▶ Written tasks
• 1. In the TCP message-length email, swap "retransmission" for "resending" and write out the passage starting at "TCP window sizes" and ending at "far below that.".
• 2. Proceed with the email on shortening SimplePush message keys, writing on from its final sentence.

━━ Text section ━━

From: JR Conlin <jrconlin(a)mozilla.com>
Subject: Re: packet truncating for wire exchange.
Date: November 5, 2013 3:27:21 PM EST
To: Doug Turner <doug.turner(a)gmail.com>
Cc: Jeremiah Orem <oremj(a)mozilla.com>, dev-simplepush(a)mozilla.org
First off, this was merely a proposal, not a demand or request. I simply
was noting that some efficiency could be introduced with minimal impact.
That said, I can also offer the following helpful points:
TCP structures are not set to a static length. The TCP header specifies
the "window size" of the data packet.
http://en.wikipedia.org/wiki/Transmission_Control_Protocol#TCP_segment_st...
TCP window sizes can be between 2 and 65,535 bytes by default or a
scaling factor may be used (see RFC 1323) which can expand a window size
up to 1GB. Packets of that size are generally not recommended for most
systems due to the increasing chance of corruption on non dedicated links.
There are other considerations regarding TCP tuning that can effect
retransmission or optimization of data packets, but our data is
generally far, far below that.
Where things become more of a concern is that metering is generally done
not by packets but by bits. (This is why carriers tend to refer to
connections using the small "b" indicating a given link can exchange
56Kbs or 56,000,000 bits per second). In this case, sending
{"messageType":"hello"} (using ASCII) would require 24 Bytes of
information, or 192 bits. Sending {"m":"h"} would require 10 bytes
of
information, or 80 bits. While this is purely an example, it should be
noted that the following would help show the bandwidth consumption of
repeated transmission:
long form short form
1: 192 1: 80
2: 384 2: 160
3: 576 3: 320
4: 768 4: 400
5: 960 5: 480
6: 1152 6: 540
So after six of these exchanges, we're seeing 612 bits of savings.
Enough to send another 7 short form messages.
This implementation could be performed without impacting existing code.
We're using the same data format for exchange (string encoded JavaScript
Object Notation). JSON provides a very loose binding for data (in that
data exchanged may have optional components or definitions). This is
useful in cases where the actual function to process the data may be
different depending on a sole value within the data being defined. In
this case, we are using the value of the key "messageType". These
values, while descriptive, are a bit like me calling you Douglas Turner
of Mozilla Incorporated located in Mountain View California in the
United States of America on planet Earth of the Sol System contained in
the Orion sub-arm of the the Milky Way Galaxy of the Local Galaxy
Group... Since no one else in this group is called "Doug", it's a
viable, non confusing means of noting the individual to whom I wish to
address. Instead of prepping a good deal of memory and instructions to
cycle over a string, we can simply tell the program to match the first
character and move on.

━━━
━━ Information provided ━━

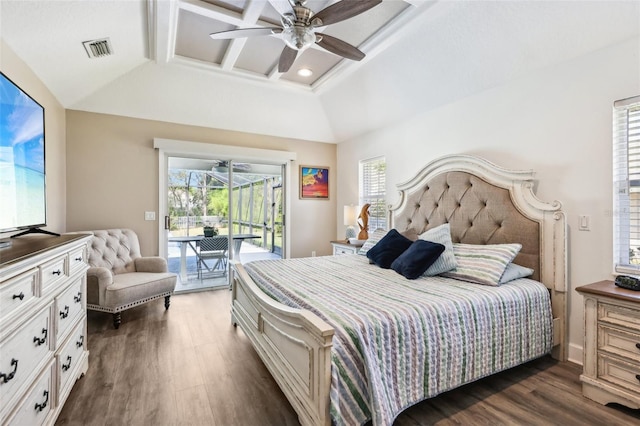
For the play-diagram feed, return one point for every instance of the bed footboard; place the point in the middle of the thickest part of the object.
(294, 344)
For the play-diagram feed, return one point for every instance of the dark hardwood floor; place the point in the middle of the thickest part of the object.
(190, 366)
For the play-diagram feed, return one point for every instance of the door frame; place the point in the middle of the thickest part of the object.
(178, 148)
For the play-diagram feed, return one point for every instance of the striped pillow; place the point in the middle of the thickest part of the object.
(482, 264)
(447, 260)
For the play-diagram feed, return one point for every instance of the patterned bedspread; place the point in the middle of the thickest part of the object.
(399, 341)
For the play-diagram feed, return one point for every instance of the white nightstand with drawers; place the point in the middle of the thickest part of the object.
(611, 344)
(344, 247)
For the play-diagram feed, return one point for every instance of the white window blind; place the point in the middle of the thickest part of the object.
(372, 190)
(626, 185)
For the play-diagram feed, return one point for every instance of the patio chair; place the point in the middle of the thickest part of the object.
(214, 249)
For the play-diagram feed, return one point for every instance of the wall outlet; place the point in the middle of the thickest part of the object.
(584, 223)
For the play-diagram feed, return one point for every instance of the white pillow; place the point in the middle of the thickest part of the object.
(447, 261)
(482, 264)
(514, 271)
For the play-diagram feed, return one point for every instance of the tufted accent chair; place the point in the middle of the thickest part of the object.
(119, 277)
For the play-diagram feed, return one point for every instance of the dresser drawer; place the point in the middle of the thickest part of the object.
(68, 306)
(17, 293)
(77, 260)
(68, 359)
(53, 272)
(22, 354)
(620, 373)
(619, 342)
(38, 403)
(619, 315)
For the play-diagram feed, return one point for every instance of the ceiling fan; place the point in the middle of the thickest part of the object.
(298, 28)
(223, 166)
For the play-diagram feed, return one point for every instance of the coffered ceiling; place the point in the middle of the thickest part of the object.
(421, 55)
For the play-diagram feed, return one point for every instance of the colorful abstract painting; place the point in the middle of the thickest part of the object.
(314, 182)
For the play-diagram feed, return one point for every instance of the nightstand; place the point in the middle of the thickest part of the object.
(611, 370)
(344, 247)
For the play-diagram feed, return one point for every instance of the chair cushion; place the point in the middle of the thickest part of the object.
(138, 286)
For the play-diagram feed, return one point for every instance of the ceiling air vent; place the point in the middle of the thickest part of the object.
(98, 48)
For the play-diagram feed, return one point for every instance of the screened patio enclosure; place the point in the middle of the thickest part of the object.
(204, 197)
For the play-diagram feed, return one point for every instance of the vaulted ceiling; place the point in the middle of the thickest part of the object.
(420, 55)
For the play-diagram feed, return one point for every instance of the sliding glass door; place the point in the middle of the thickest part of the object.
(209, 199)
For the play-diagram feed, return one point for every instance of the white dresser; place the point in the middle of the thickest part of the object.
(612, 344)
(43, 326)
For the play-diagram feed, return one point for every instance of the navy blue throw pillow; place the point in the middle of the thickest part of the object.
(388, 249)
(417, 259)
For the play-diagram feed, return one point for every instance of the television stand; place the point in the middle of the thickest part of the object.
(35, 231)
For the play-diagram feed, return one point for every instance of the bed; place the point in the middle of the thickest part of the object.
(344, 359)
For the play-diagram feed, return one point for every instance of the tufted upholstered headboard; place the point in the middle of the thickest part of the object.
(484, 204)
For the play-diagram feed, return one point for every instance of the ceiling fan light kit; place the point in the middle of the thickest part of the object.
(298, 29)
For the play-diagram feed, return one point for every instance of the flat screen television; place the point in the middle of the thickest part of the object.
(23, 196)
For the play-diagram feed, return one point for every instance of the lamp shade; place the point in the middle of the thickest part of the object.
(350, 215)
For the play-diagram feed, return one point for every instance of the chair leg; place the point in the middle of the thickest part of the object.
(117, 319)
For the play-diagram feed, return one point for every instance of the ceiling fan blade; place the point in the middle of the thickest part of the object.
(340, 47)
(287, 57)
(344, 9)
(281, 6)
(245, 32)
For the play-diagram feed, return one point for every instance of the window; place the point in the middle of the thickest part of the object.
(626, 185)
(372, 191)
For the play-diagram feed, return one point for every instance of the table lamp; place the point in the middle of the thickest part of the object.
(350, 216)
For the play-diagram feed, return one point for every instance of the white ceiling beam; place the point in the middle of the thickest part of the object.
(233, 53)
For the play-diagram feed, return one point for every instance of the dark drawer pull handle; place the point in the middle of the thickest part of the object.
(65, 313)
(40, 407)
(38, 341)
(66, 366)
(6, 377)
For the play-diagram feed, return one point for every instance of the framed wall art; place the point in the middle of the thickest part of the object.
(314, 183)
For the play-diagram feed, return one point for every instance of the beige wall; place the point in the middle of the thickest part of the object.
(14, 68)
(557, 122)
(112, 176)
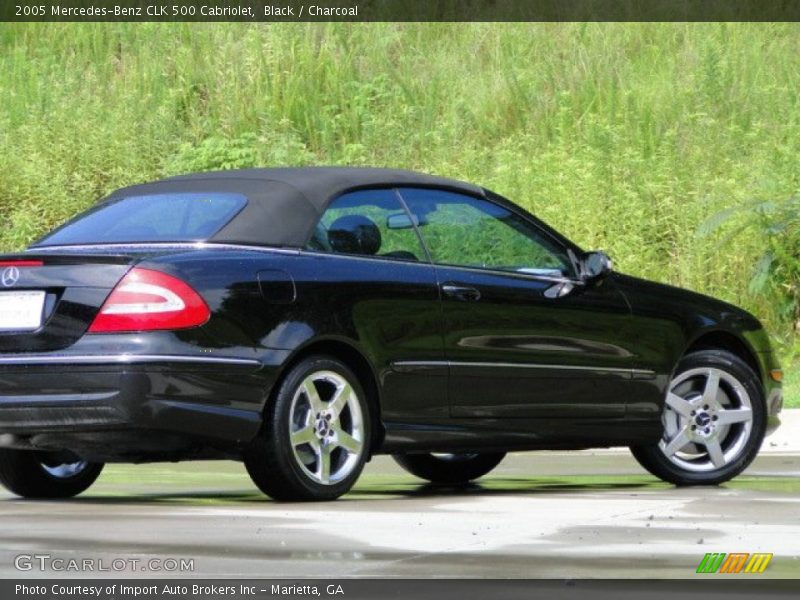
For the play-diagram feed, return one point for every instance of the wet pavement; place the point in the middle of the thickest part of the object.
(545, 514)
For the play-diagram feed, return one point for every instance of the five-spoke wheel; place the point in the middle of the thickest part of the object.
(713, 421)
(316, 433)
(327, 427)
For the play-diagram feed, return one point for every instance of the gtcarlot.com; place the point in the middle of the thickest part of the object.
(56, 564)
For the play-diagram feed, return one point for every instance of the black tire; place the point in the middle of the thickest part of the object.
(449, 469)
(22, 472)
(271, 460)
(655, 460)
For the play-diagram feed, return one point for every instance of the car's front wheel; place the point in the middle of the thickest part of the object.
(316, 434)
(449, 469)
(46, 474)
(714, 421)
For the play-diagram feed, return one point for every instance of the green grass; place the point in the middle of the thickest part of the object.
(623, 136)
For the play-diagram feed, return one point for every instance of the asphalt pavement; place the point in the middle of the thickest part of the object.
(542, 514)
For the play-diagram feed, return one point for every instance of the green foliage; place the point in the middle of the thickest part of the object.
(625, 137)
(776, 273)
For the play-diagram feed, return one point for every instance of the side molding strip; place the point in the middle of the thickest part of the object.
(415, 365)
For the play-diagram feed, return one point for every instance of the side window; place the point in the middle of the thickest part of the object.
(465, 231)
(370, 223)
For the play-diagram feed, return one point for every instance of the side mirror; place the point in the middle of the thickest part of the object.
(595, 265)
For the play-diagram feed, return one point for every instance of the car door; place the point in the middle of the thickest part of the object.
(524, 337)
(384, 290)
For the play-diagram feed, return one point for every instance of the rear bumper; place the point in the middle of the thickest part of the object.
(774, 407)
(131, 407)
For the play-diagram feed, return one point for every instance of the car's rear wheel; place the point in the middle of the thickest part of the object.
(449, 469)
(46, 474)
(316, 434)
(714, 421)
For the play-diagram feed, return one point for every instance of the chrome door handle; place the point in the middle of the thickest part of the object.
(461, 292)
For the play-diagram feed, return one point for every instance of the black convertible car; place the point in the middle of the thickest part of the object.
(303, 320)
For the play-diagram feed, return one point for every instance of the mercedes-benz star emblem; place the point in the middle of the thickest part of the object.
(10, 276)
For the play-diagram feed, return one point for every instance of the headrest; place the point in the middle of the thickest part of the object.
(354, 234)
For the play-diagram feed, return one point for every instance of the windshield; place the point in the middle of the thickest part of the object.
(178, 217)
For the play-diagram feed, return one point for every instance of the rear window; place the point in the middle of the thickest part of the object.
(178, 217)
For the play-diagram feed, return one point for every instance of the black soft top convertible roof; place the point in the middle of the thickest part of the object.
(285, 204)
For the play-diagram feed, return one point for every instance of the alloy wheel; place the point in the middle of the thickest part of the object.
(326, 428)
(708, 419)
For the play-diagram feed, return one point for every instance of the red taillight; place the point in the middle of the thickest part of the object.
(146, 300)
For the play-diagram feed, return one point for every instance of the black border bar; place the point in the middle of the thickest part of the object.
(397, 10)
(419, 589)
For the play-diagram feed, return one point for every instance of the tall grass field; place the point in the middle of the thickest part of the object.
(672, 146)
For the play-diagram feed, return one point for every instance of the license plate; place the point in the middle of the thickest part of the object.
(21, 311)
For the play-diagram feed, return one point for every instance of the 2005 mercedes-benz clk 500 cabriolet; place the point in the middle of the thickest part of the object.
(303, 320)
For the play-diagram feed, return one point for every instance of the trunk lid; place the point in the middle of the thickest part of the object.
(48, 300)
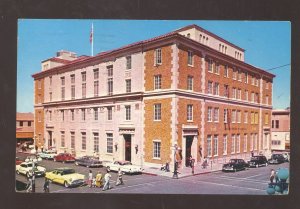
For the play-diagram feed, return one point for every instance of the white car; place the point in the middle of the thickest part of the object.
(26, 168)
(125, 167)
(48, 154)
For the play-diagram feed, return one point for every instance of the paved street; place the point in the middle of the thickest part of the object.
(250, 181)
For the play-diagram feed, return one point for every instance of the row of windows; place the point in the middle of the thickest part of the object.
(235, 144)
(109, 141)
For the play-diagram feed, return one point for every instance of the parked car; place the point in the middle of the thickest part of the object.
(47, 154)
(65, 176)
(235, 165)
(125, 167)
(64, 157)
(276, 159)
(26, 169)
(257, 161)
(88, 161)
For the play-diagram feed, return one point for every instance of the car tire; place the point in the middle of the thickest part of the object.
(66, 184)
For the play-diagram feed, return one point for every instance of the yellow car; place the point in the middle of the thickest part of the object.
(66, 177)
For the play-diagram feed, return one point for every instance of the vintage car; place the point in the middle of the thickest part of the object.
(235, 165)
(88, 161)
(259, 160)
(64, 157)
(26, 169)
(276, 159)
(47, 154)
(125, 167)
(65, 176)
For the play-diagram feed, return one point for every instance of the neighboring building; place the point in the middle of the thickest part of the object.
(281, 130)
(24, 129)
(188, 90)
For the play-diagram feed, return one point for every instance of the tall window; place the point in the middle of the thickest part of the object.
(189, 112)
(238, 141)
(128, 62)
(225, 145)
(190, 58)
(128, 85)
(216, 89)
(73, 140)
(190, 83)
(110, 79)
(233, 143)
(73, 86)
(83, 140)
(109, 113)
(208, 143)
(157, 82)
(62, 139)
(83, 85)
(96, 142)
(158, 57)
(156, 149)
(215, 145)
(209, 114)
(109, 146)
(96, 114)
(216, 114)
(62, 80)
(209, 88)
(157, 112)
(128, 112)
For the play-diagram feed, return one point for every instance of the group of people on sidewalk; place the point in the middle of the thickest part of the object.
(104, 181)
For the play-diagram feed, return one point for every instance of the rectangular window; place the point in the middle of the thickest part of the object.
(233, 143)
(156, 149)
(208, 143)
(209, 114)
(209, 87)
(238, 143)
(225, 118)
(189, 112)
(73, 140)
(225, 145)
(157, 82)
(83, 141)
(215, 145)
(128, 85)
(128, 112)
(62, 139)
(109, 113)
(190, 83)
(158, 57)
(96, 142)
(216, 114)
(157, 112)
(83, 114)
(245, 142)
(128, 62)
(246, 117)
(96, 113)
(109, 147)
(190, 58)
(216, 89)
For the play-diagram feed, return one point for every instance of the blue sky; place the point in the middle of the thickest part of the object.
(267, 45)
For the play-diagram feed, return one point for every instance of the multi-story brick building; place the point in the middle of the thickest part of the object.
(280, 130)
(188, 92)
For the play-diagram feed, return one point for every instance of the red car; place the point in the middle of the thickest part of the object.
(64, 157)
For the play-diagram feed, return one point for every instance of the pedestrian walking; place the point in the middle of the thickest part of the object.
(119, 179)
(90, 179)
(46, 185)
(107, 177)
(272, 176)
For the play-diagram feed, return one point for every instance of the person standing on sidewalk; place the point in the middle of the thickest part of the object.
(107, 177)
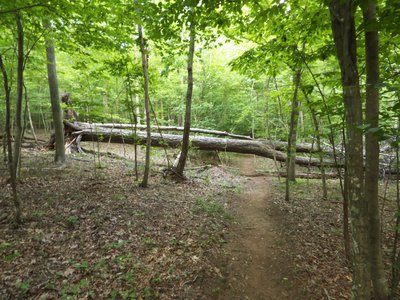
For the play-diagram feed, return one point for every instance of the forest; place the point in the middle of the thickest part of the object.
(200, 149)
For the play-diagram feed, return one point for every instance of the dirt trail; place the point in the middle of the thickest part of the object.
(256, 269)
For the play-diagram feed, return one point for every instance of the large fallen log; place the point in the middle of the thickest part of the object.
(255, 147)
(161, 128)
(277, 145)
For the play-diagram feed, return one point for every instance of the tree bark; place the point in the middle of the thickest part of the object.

━━━

▶ Task-by-task outputs
• 1.
TCP window sizes can be between 2 and 65,535 bytes by default or a
scaling factor may be used (see RFC 1323) which can expand a window size
up to 1GB. Packets of that size are generally not recommended for most
systems due to the increasing chance of corruption on non dedicated links.
There are other considerations regarding TCP tuning that can effect
resending or optimization of data packets, but our data is
generally far, far below that.

• 2.
Does this help clarify my thinking?
On 2013/11/5 11:50 AM, Doug Turner wrote:
> No change without data. We need to understand exactly the bandwidth saving (in terms
of tcp packets). Hearing about random reports from people deploying isn’t good enough.
Lets get the hard data, analyze, then figure out what we should do.
>
>
>
> On Nov 5, 2013, at 11:48 AM, JR Conlin <jrconlin(a)mozilla.com> wrote:
>
>> True, but that would also mean scrapping SimplePush as it stands
>> currently, since there's no provision for versions. (How does a client
>> or server know before data exchange which protocol is being used?)
>>
>> So far, we've not experienced any problems with SimplePush, mostly
>> because it has yet to get wide traction.
>>
>> While tossing out the protocol may have minimal impact to ourselves, it
>> does mean that we've wasted a good deal of time and marketing from both
>> ourselves and groups like Aerogear. I don't think they'd appreciate us
>> tossing things, and might not be as welcoming to the next version of
>> whatever we release.
>>
>> (on a somewhat personal note, this is why I tend to advocate for
>> quieter, internal releases and iterations of projects like this before
>> we try to seek wide adoption.)
>>
>> On 2013/11/5 11:39 AM, Doug Turner wrote:
>>> If we make any change to the wire protocol, we should start form the
beginning and design a binary protocol (not what we have now). We also may want to move
away from web sockets.
>>>
>>> Has this become any significant problem?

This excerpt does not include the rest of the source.